:: SET EXERCISE ::
Edit the part of the material that opens with the line containing "Q: The thin" and closes with the line containing "179, 0, 295, 298", changing "thin twig" to "slender twig" and keeping everything else the same.

:: DATASET RECORDS ::
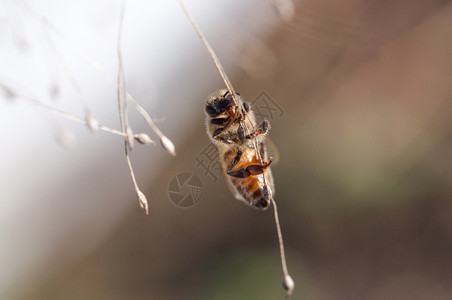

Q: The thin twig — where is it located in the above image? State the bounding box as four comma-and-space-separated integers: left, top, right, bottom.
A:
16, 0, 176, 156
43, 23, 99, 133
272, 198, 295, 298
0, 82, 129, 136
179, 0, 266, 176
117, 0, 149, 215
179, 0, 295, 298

* * *

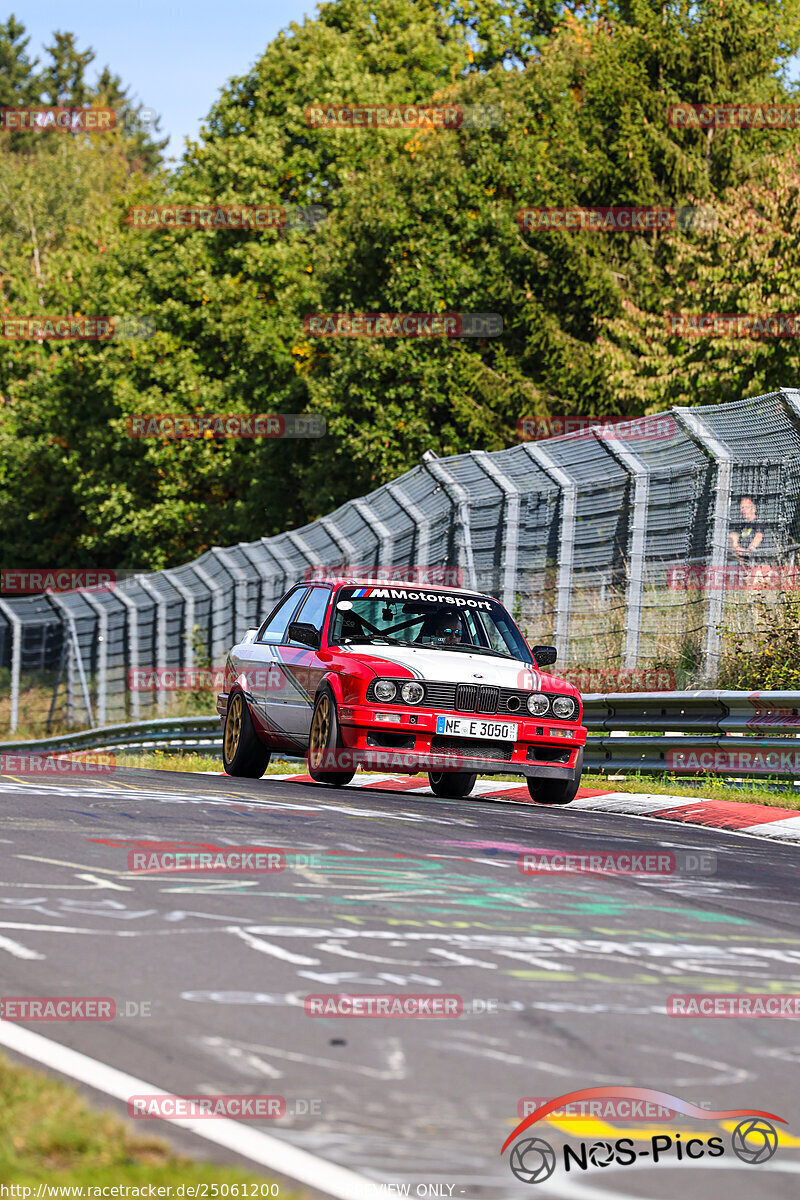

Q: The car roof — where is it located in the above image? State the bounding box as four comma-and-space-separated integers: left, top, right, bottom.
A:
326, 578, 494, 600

:: EXERCISE RESULT ::
Q: The slender twig — where is it located in the above image? State the bounding box as four comma-and-space-separated integers: left, top, right, bottom.
A:
16, 0, 176, 156
43, 23, 99, 133
272, 198, 295, 298
0, 82, 129, 136
179, 0, 266, 176
117, 0, 149, 215
179, 0, 295, 298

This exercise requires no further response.